Dataset entries:

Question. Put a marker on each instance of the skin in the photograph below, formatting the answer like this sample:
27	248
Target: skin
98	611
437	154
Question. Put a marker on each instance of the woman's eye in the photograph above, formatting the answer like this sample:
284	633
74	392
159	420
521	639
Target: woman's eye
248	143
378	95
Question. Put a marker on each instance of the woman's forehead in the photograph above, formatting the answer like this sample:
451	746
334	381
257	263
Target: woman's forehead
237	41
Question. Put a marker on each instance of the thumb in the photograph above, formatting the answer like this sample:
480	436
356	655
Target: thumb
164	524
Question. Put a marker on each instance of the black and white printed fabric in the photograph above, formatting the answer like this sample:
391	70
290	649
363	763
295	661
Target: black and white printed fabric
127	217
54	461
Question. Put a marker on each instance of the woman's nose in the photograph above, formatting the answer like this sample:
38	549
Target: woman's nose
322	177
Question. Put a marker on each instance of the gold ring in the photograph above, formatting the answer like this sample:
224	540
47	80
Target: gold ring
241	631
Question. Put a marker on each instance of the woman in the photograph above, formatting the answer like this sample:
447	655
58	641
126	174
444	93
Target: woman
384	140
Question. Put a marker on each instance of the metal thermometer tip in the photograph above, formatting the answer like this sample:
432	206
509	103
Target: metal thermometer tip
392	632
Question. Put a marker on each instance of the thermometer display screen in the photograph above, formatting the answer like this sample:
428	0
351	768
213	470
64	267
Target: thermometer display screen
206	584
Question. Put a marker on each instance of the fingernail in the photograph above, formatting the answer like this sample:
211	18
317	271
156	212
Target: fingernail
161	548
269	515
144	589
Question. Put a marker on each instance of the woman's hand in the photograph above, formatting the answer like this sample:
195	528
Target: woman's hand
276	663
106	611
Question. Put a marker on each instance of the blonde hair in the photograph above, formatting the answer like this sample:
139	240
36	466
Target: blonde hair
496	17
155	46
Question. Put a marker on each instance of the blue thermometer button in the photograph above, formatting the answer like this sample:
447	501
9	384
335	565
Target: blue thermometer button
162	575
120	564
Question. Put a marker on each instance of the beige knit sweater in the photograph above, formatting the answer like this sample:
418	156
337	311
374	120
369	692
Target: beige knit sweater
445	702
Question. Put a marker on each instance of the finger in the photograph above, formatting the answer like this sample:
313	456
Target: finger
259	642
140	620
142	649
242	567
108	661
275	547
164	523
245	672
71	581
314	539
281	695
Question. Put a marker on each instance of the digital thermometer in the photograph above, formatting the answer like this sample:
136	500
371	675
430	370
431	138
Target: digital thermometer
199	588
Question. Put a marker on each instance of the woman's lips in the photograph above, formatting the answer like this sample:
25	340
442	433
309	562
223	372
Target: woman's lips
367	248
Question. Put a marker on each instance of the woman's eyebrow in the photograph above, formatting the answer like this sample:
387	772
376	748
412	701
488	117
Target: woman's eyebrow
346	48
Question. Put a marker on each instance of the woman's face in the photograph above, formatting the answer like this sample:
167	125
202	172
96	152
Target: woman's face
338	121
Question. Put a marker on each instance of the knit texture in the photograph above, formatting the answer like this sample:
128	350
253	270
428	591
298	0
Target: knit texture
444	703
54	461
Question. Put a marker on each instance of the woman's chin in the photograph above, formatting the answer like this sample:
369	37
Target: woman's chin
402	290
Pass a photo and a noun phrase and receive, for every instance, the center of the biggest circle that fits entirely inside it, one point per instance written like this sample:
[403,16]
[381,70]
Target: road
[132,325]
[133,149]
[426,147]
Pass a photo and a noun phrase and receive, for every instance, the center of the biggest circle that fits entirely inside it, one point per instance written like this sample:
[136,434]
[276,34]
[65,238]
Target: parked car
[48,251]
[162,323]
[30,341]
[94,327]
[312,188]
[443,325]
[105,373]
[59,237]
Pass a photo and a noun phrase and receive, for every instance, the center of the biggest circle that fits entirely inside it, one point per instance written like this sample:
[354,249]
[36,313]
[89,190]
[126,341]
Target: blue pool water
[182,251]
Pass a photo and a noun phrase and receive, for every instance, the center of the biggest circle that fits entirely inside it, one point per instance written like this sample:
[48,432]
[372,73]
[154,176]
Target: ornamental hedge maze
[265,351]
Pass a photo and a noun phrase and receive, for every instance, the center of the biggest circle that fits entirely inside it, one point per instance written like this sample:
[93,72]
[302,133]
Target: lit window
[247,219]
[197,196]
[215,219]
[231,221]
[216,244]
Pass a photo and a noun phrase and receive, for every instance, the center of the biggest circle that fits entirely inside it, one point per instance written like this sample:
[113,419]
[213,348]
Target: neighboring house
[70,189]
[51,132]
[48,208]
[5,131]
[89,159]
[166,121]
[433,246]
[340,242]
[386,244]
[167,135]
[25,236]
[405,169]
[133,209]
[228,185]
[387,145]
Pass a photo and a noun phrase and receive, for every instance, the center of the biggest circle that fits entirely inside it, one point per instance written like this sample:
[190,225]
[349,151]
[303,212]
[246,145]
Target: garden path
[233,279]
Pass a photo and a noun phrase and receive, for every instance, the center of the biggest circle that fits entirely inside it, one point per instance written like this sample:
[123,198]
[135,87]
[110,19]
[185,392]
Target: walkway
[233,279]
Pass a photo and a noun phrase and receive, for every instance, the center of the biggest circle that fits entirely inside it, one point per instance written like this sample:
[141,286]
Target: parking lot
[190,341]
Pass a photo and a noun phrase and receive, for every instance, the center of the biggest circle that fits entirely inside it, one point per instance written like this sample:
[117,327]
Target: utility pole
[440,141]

• WORK INSTRUCTIONS: What you return must match the entries exactly, word for word.

• OUTPUT FOR THIS TASK:
Question. Put a marker on each instance of the skin in the photograph below, formatting the answer like this sample:
27	248
Target: skin
98	611
437	154
Question. Put a marker on each instance of the woman's eye in the photograph above, formatting the answer like this sample:
284	633
74	392
159	420
521	639
Target: woman's eye
248	143
378	95
Question. Put a marker on each instance of the woman's forehead in the photograph above, formatting the answer like this sample:
451	746
334	381
257	263
Target: woman's forehead
237	41
Question. Put a marker on each instance of the thumb in the photograph above, formatting the answer like this sample:
480	436
356	655
Target: thumb
164	524
Question. Put a marker on each instance of the black and white printed fabric in the photograph above, formatting the answer like this sample:
391	70
290	649
363	763
295	661
Target: black and white printed fabric
127	217
54	461
Question. Put a marker on each instance of the woman's nose in the photograph above, formatting the answer like this sample:
38	549
Target: woman's nose
322	177
Question. Put a marker on each instance of the gold ring in the photograph above, formatting the answer like this sample:
224	540
47	80
Target: gold ring
241	631
Question. Put a marker on each instance of the woman in the photograph above, formatting the answer like this sample:
447	655
58	641
126	174
444	93
Target: woman
384	140
Question. Put a marker on each instance of the metal thermometer tip in the photograph above, formatting the answer like this sample:
432	206
509	103
Target: metal thermometer tip
392	632
Question. Put a marker on each instance of the thermometer display screen in the photograph above, formatting the answer like this sample:
428	0
351	768
213	470
64	267
Target: thermometer display screen
206	584
Question. Put a marker on each instance of the fingernail in the photograph above, formatting the answer like this sample:
211	18
317	271
156	212
Target: fingernail
161	548
269	515
144	589
Question. Put a marker on each instance of the woman's hand in the photograph above, formatting the answer like this sample:
195	528
Target: woman's hand
276	663
106	611
Question. Put a marker on each instance of the blonde hair in the photograph above, formatting the answer like this sample:
139	240
36	466
Target: blonde hair
496	17
155	46
Question. Put a marker on each instance of the blue thermometer button in the photograph above, formatting the answer like this sample:
447	501
9	384
335	565
Target: blue thermometer button
162	575
120	564
Question. Put a marker on each instance of the beige knit sweater in the photograph above, formatting the answer like this sample:
418	156
337	311
374	120
369	692
Target: beige knit sweater
445	702
Question. Put a marker on each instance of the finger in the photograph above, formatting the answer like this sample:
313	456
Target: finger
259	642
140	620
142	649
242	567
108	661
275	547
164	523
245	672
71	581
314	539
281	695
Question. Put a marker on each instance of the digital thermometer in the photograph above, formatting the answer like this sample:
136	500
371	675
430	370
431	138
Target: digital thermometer
199	588
Question. Put a marker on each instance of the woman's lips in the photograph above, formatting the answer like this sample:
25	340
442	433
309	562
223	372
Target: woman's lips
367	248
Question. Put a marker on each instance of the woman's eyebrow in the photograph above, formatting the answer like this sample:
387	772
376	748
412	701
488	117
Target: woman's eyebrow
346	48
Question. Put a marker on each instance of the woman's face in the photograph above, formatting the answer like this sample:
167	125
202	172
96	152
Target: woman's face
338	121
Question. Put a marker on each instance of the knit texture in the photograph above, formatting the answer like this sample:
128	350
253	270
428	591
298	0
Target: knit texture
444	703
54	461
Question. Put a marker on each instance of the woman's chin in the photograph above, formatting the answer like this sample:
369	37
Target: woman's chin
402	290
Pass a photo and a noun phrase and receive, for every instance, the center of the biggest circle that fits entirely inside it, one point per instance written like this sample:
[403,16]
[381,70]
Target: road
[132,325]
[133,149]
[426,147]
Pass a photo and a noun phrase and receive, for every instance, the center of the biggest circle that fits entirely inside it, one point per instance written like this sample:
[136,434]
[276,34]
[65,238]
Target: parked car
[48,251]
[162,323]
[30,341]
[94,327]
[312,188]
[443,325]
[105,373]
[59,237]
Pass a photo and a noun phrase and receive, for every instance, the center of the biggest circle that fits entirely inside it, one point per instance written like this sample:
[354,249]
[36,313]
[89,190]
[126,341]
Target: blue pool water
[182,251]
Pass a photo and a noun phrase and receive, for every instance, the center of the biggest circle that fits entirely inside it, one point per instance written like this sample:
[48,432]
[372,73]
[154,176]
Target: ornamental hedge maze
[265,351]
Pass a photo and a noun phrase and receive, for every instance, the center of the biggest circle that fits entirely inside it, one point per instance written like this sample:
[93,72]
[302,133]
Target: lit window
[247,219]
[197,196]
[215,219]
[231,221]
[216,244]
Pass a photo and a noun phrase and receive, for every instance, the center of the biggest circle that fits entirely inside it, one point per instance written like this sample:
[113,419]
[213,348]
Target: neighboring house
[70,189]
[51,132]
[48,208]
[5,131]
[89,159]
[166,121]
[433,246]
[340,242]
[386,244]
[167,135]
[25,236]
[405,169]
[133,209]
[228,185]
[387,145]
Pass a photo and a noun phrase and receive, for every instance, the center of the biggest circle that fits entirely inside it, one point per instance written like this sample:
[190,225]
[349,151]
[303,212]
[246,145]
Target: garden path
[233,279]
Pass a photo and a noun phrase and receive, for every instance, the center of the biggest circle that fits entirely inside it, one point per instance written like this sample:
[123,198]
[135,87]
[110,19]
[185,392]
Target: walkway
[233,279]
Pass a photo and a noun phrase and receive, for every instance, the center of the biggest circle that fits entirely inside it, one point per instance written like this sample:
[141,286]
Target: parking lot
[190,341]
Pass a photo and a noun phrase and receive, for every instance, the center of the biggest circle that fits entirely inside it, one point per instance written like this sample:
[117,327]
Target: utility pole
[440,141]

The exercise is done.